Can you repeat the material from the line with "of the folded" up to and including the line with "[[33, 236], [156, 308]]", substituting "center point" for "innermost point" and keeping everything else the same?
==== Supplied entries
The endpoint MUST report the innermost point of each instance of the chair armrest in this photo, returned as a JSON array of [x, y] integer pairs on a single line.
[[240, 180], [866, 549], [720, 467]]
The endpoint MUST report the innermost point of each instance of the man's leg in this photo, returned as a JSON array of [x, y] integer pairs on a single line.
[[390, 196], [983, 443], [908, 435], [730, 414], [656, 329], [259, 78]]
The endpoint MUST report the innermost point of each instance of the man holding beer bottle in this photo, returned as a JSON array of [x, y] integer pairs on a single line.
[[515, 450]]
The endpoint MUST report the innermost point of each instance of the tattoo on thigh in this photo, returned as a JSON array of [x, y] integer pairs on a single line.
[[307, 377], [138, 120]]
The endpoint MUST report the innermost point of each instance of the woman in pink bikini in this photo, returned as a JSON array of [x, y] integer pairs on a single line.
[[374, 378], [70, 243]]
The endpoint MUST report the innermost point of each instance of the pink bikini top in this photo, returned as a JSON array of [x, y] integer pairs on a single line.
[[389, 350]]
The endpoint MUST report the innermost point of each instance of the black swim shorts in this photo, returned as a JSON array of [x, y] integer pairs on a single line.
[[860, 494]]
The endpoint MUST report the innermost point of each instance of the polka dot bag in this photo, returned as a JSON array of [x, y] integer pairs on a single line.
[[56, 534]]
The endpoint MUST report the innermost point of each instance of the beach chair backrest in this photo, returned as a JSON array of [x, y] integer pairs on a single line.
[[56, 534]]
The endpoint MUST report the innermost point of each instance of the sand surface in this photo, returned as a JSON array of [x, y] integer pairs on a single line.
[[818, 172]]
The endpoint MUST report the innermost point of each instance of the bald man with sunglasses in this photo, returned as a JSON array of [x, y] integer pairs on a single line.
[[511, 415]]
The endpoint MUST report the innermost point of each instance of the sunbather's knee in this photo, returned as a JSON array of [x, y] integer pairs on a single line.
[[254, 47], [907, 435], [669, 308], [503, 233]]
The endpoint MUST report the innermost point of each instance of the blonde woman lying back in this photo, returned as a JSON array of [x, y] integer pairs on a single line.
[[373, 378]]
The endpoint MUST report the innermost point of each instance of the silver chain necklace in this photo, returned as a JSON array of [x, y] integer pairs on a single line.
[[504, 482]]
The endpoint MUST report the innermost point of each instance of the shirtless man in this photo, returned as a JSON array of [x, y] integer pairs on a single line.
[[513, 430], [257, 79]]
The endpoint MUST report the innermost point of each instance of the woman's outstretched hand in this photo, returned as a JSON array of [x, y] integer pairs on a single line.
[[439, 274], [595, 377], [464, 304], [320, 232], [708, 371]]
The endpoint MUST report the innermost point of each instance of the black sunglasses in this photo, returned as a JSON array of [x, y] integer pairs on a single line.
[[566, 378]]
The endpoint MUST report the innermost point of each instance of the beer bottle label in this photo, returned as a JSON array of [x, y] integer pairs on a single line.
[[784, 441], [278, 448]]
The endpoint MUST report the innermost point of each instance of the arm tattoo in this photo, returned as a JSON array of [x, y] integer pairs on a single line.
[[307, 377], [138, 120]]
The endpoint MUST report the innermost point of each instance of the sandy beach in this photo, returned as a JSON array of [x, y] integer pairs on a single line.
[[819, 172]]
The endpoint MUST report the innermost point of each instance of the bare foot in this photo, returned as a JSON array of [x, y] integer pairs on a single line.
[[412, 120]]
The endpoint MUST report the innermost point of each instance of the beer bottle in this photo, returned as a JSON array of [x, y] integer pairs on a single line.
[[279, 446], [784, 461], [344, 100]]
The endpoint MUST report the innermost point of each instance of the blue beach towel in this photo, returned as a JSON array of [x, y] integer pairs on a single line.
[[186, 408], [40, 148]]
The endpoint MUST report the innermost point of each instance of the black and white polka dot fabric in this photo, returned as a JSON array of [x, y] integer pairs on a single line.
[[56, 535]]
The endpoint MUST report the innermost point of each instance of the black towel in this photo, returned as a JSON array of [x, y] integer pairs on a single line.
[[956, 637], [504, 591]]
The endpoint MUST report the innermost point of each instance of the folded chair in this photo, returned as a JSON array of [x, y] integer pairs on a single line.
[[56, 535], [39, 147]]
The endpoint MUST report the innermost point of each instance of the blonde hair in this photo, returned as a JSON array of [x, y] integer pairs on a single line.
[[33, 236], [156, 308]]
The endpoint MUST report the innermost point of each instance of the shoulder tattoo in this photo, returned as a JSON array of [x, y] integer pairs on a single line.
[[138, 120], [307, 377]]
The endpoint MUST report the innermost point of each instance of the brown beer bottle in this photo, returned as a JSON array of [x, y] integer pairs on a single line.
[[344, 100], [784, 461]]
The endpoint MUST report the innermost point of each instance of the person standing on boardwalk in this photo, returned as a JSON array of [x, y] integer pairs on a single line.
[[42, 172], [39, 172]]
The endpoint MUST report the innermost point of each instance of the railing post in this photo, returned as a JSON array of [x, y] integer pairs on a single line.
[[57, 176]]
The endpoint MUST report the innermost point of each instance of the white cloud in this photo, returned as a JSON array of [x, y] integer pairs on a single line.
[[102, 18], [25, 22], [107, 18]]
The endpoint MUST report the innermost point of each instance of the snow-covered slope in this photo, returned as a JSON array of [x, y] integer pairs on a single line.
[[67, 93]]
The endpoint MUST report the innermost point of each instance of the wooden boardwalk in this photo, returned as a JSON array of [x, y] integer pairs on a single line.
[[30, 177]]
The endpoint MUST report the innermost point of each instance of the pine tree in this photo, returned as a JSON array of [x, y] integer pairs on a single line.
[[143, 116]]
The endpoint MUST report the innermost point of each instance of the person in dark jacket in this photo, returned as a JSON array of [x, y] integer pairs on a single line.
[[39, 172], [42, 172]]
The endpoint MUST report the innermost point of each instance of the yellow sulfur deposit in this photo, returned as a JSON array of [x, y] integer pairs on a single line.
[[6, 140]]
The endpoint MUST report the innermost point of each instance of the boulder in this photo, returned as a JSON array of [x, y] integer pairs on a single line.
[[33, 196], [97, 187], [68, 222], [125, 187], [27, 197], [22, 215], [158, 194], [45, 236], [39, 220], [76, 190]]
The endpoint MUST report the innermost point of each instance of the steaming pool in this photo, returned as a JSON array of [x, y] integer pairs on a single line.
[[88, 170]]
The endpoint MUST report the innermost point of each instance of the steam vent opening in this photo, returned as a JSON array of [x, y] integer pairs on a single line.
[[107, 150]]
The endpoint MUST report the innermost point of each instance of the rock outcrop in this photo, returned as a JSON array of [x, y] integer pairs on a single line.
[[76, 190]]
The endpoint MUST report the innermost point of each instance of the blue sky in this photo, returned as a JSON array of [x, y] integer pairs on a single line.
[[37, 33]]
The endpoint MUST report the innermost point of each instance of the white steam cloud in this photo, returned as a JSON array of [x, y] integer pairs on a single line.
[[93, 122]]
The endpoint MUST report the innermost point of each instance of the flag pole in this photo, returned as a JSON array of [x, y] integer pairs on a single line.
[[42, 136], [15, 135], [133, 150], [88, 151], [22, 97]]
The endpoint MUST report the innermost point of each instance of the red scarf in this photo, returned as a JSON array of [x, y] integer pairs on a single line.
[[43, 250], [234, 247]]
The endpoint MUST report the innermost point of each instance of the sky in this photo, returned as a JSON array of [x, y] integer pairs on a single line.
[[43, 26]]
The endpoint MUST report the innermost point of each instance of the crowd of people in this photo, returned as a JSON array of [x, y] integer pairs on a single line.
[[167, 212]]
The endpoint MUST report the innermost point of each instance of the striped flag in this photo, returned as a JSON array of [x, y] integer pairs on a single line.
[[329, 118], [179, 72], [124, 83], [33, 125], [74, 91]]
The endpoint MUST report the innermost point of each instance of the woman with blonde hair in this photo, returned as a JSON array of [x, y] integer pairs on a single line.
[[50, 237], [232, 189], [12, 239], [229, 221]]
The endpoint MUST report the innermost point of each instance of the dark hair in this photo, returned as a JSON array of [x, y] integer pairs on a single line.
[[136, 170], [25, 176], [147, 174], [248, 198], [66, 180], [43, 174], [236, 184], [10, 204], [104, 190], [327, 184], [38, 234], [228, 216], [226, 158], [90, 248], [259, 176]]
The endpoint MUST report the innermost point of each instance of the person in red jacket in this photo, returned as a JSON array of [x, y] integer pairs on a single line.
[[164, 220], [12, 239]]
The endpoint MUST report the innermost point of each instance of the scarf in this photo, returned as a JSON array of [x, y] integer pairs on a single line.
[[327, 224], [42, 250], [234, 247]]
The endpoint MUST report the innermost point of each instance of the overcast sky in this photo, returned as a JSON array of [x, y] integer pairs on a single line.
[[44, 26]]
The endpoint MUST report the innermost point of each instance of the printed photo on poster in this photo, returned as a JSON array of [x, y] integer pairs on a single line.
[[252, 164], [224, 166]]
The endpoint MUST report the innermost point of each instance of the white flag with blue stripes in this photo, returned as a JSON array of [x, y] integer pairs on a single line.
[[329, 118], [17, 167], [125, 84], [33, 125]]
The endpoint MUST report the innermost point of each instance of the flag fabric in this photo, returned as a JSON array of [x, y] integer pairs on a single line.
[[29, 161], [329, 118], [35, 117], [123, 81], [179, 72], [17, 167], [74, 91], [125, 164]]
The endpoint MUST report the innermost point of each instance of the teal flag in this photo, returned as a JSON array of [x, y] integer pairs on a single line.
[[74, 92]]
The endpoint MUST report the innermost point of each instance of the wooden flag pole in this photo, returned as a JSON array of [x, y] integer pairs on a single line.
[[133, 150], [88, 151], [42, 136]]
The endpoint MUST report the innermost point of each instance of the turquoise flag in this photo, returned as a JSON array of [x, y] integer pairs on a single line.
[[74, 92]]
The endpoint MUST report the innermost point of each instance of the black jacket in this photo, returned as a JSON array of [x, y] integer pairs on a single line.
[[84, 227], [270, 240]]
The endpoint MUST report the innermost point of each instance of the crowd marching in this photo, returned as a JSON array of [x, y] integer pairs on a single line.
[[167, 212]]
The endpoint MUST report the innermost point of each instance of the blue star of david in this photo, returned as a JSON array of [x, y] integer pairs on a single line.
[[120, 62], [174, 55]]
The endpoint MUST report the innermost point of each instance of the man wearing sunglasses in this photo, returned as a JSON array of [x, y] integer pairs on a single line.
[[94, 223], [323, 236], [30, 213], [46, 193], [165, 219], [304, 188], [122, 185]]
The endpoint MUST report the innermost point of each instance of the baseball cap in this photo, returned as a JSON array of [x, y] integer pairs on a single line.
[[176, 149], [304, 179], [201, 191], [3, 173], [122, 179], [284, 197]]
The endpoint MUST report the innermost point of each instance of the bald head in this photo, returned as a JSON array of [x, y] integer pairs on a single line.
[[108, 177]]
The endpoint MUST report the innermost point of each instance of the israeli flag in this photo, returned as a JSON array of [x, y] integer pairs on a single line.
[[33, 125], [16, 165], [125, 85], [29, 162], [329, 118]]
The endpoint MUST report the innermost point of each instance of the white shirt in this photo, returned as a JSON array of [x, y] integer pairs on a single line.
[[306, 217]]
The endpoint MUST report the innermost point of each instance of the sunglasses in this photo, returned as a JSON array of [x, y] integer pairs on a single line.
========
● **Exercise solution**:
The endpoint MUST report the center point of each instance of the folded chair in this photo, returned as a JSON array of [x, y] integer pairs on a single line.
[[56, 535], [39, 147]]
The endpoint MUST report the center point of each instance of the blonde hair in this photo, returned as a JSON array of [x, y] integer pairs on a single line.
[[33, 236], [156, 308]]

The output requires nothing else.